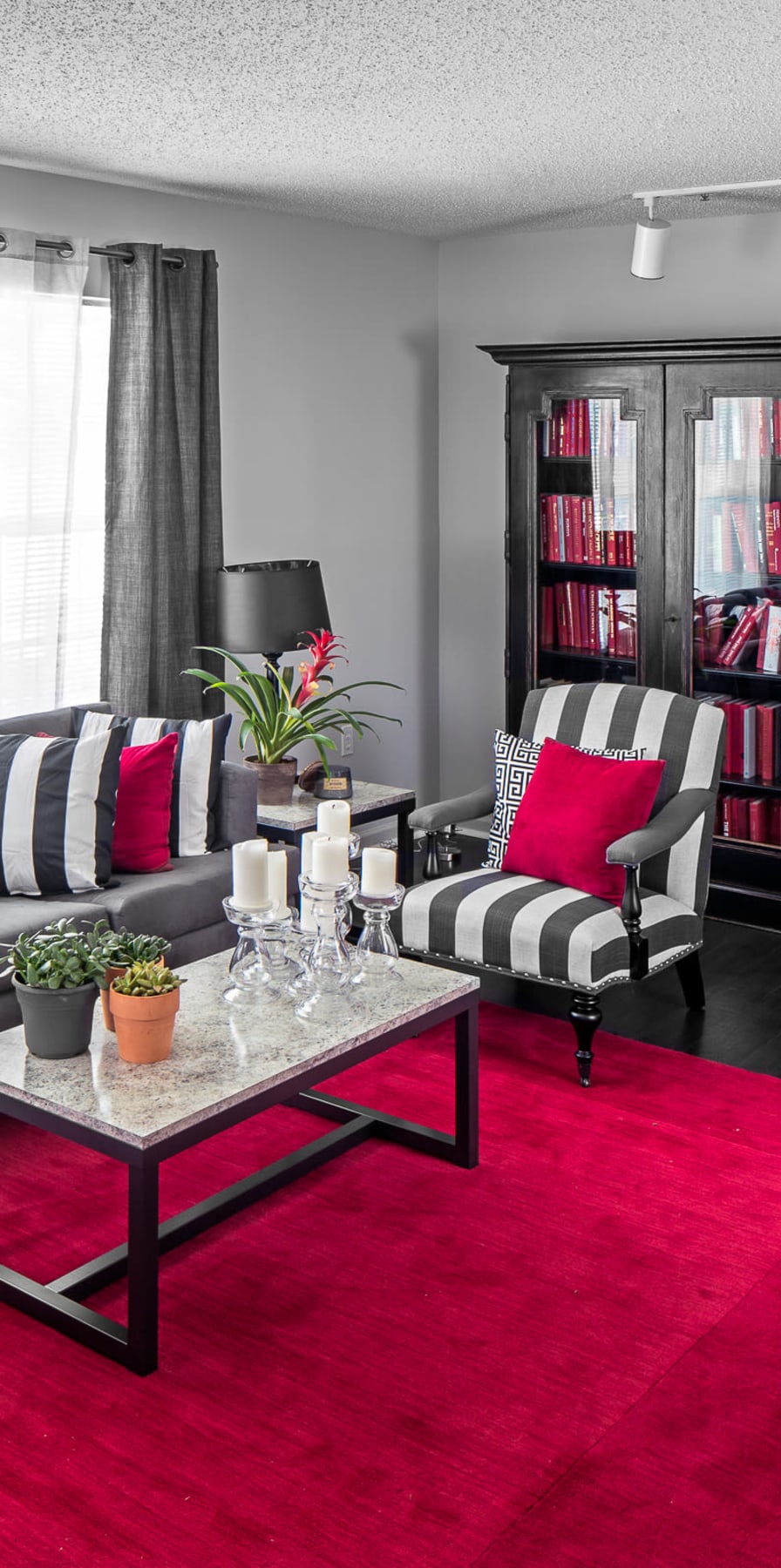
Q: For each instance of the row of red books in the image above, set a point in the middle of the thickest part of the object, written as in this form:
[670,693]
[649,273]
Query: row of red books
[747,635]
[570,532]
[590,617]
[568,431]
[757,821]
[741,429]
[753,739]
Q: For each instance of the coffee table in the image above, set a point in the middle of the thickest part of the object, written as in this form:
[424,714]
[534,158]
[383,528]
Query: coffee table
[226,1065]
[369,803]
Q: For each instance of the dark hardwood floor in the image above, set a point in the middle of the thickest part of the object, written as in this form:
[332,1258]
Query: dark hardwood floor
[742,979]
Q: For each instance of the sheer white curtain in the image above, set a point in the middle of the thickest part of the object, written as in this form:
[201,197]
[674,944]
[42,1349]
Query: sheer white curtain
[51,519]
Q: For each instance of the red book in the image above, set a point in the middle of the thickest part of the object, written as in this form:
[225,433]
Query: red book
[767,742]
[573,615]
[739,642]
[759,821]
[547,618]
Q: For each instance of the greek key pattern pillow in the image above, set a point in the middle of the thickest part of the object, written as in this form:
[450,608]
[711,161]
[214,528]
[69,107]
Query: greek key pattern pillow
[196,768]
[515,760]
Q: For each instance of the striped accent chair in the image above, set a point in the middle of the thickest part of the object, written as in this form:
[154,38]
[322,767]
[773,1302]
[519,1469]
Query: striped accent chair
[540,930]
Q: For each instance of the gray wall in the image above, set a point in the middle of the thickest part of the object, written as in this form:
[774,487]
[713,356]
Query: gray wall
[329,427]
[557,286]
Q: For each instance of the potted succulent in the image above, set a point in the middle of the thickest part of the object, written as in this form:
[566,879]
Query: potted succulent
[145,1003]
[123,949]
[281,715]
[55,974]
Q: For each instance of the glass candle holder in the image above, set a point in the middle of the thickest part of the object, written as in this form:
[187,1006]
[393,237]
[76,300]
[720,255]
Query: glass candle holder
[329,962]
[249,966]
[377,950]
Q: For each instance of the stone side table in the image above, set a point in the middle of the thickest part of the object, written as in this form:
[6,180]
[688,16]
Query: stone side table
[369,803]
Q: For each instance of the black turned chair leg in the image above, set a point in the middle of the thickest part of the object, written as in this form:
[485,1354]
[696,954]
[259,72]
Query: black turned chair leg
[690,976]
[586,1017]
[431,858]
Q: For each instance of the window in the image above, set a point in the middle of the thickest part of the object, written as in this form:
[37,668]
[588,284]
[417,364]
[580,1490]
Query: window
[52,505]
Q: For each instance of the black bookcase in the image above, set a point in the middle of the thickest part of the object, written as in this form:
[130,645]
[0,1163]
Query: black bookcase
[639,533]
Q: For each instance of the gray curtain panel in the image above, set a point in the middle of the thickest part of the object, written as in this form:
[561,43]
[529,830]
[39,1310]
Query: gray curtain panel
[164,531]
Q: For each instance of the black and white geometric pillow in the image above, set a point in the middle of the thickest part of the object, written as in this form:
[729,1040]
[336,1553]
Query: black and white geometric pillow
[57,813]
[196,768]
[515,762]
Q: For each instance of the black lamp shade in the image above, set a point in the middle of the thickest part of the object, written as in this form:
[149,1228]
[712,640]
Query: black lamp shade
[265,607]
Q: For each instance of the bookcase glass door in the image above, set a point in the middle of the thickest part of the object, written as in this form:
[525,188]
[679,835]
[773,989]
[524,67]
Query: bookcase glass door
[587,541]
[736,645]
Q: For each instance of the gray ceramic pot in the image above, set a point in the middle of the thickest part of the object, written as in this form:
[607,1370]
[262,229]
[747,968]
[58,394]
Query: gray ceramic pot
[57,1023]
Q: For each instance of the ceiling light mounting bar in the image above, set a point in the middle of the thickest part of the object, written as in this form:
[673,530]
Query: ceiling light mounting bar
[706,190]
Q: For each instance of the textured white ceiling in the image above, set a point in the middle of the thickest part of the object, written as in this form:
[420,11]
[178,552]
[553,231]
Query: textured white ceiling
[429,117]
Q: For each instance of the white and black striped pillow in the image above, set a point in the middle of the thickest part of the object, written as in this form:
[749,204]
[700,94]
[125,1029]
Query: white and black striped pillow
[57,803]
[515,760]
[196,768]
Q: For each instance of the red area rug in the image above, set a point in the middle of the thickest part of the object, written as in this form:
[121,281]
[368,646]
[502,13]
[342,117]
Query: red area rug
[565,1356]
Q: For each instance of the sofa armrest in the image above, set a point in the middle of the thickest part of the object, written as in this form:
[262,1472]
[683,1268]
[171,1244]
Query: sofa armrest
[460,809]
[235,809]
[663,830]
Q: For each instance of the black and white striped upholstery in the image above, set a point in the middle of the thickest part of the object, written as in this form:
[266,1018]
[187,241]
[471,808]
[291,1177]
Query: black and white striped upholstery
[545,932]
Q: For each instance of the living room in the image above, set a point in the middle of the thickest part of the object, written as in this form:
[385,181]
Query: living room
[363,427]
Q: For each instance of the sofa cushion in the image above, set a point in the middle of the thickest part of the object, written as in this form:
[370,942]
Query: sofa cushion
[143,807]
[573,809]
[196,770]
[57,811]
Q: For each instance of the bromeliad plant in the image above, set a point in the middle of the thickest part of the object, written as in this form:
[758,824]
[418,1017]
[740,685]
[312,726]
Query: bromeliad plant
[280,715]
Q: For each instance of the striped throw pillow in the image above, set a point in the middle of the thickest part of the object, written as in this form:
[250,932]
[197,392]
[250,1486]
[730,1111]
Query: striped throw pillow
[57,811]
[515,760]
[196,770]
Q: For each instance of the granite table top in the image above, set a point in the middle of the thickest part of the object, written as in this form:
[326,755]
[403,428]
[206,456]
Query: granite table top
[220,1054]
[302,813]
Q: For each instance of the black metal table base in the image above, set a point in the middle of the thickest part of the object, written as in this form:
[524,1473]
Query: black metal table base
[60,1303]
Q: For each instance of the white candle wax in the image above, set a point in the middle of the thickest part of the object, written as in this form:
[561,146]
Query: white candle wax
[378,872]
[249,862]
[333,817]
[278,877]
[329,860]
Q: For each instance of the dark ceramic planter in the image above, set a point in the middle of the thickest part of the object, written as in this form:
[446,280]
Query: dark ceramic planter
[275,780]
[57,1023]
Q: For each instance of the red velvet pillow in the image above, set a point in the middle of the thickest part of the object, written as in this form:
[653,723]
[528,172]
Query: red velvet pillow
[573,808]
[143,807]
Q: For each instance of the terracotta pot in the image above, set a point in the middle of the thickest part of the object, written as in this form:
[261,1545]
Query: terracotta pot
[145,1024]
[275,780]
[105,996]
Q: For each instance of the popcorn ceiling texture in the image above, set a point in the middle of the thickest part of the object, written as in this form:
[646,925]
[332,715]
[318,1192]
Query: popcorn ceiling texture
[427,117]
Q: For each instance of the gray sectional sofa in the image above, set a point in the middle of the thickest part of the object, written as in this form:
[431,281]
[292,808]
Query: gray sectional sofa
[182,903]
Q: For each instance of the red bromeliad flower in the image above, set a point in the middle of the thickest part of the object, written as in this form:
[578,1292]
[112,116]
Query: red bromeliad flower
[323,654]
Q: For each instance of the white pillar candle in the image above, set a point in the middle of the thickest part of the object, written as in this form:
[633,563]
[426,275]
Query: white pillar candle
[378,872]
[329,860]
[278,877]
[249,862]
[333,817]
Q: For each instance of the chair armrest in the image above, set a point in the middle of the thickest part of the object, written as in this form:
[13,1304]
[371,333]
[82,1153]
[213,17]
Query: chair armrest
[460,809]
[663,830]
[235,808]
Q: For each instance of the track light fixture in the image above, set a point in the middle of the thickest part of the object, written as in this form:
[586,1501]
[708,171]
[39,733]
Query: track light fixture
[651,234]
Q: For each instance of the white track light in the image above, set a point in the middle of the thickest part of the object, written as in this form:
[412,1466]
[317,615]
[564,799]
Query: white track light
[651,235]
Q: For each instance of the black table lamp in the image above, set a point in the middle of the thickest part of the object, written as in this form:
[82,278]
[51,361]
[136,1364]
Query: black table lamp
[265,607]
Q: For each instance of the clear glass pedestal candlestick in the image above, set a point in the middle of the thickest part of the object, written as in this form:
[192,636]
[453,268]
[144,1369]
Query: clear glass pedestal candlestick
[249,966]
[329,962]
[377,950]
[286,972]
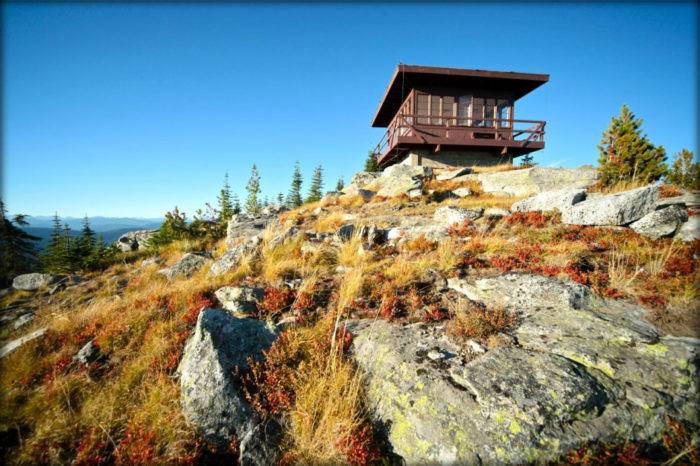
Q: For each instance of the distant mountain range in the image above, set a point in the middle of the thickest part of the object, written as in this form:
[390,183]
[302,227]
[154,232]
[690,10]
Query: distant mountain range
[111,228]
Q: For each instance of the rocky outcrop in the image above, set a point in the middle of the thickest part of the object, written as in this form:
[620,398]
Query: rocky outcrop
[211,399]
[240,299]
[462,192]
[12,345]
[584,369]
[186,266]
[445,175]
[613,209]
[35,281]
[450,215]
[661,223]
[134,240]
[232,257]
[529,181]
[400,179]
[360,181]
[690,230]
[241,226]
[550,200]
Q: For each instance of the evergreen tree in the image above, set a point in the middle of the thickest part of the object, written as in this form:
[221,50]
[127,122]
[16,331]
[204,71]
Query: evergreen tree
[235,204]
[57,255]
[85,243]
[684,172]
[226,207]
[17,249]
[626,155]
[371,164]
[101,255]
[173,228]
[252,205]
[316,188]
[528,161]
[294,196]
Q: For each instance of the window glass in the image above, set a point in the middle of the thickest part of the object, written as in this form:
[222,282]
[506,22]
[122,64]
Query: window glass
[448,103]
[478,111]
[422,108]
[435,109]
[490,108]
[463,103]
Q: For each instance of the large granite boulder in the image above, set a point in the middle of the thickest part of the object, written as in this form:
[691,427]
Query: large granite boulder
[134,240]
[12,345]
[585,370]
[529,181]
[211,399]
[233,255]
[550,200]
[360,181]
[449,215]
[242,226]
[661,223]
[690,230]
[187,265]
[240,299]
[613,209]
[402,179]
[35,281]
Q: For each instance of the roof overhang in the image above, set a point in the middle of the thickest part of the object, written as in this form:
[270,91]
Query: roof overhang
[406,77]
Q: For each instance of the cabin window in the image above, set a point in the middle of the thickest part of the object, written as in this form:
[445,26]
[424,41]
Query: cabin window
[435,109]
[422,108]
[464,110]
[503,112]
[478,111]
[490,110]
[448,103]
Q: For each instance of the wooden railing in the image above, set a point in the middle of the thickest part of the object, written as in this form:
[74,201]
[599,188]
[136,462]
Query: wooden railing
[458,130]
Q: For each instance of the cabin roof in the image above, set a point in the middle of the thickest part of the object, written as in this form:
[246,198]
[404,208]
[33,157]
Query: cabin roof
[406,77]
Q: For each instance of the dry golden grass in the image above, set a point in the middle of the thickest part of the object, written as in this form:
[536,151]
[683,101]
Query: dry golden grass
[126,410]
[330,223]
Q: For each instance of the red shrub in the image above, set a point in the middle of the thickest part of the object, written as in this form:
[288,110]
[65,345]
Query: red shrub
[530,219]
[464,228]
[434,313]
[276,299]
[679,265]
[136,447]
[390,307]
[654,300]
[669,190]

AIM:
Set down nothing but the lines from the one with "Q: For each instance of the large" through the end of the records, keeping each line exactly as written and including both ends.

FINAL RESULT:
Q: For each instance of the large granite boulder in the image above, set a point in the middle of the thickest part of the object, written as in this form:
[691,427]
Query: large granite boulder
[134,240]
[12,345]
[585,370]
[529,181]
[211,399]
[233,255]
[550,200]
[360,181]
[449,215]
[242,226]
[661,223]
[690,230]
[187,265]
[240,299]
[613,209]
[402,179]
[35,281]
Q: For each instance of the roof overhang in the image above, set a point in the middle of the thickest part of the object, written as in this form:
[270,91]
Query: roof overhang
[406,77]
Q: For each instance of the cabin window in the image above, set a point in the middle of the thickest part of the object, written as in this form:
[445,26]
[424,41]
Query: cabin window
[435,109]
[422,108]
[464,110]
[503,112]
[478,111]
[490,110]
[448,103]
Q: For each instance of the wooden railing in the image above, set a point in the middle of the thickest part of the object, written as in this form:
[74,201]
[599,188]
[136,462]
Query: wooden railing
[458,130]
Q: For each instance of the cabin roof in the image above, set a point in the middle of the thickest part of the object, written as in this form:
[246,198]
[404,208]
[33,157]
Query: cabin roof
[406,77]
Q: For each instance of the dry golden grass in the image above, set a point in the middle of the thickest part of the object, written as in this form:
[536,151]
[683,101]
Query: dry golden grass
[126,410]
[330,223]
Q: For each instance of the red shrub in the image above, set a point in the middle of the thickest part of the object, written as in this form:
[288,110]
[65,345]
Query: red shrub
[530,219]
[464,228]
[434,313]
[276,299]
[679,265]
[136,447]
[390,307]
[654,300]
[669,190]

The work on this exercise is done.